位置アノテーションデータセットの抜粋:
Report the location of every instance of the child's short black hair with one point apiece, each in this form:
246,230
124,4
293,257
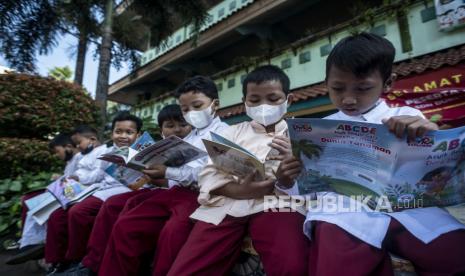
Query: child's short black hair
266,73
62,139
85,130
363,54
198,84
126,116
170,112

**やること**
上の一覧のすべての行を、空行を除いて番号付きリストにしてもらえますか。画像は答えに含めないでください。

**実行結果**
1. Report the location of every instance of the child's short black hair with one point apiece, each in this form:
2. 246,230
3. 124,4
4. 293,257
5. Query: child's short black hair
6. 266,73
7. 62,139
8. 85,130
9. 363,54
10. 198,84
11. 126,116
12. 170,112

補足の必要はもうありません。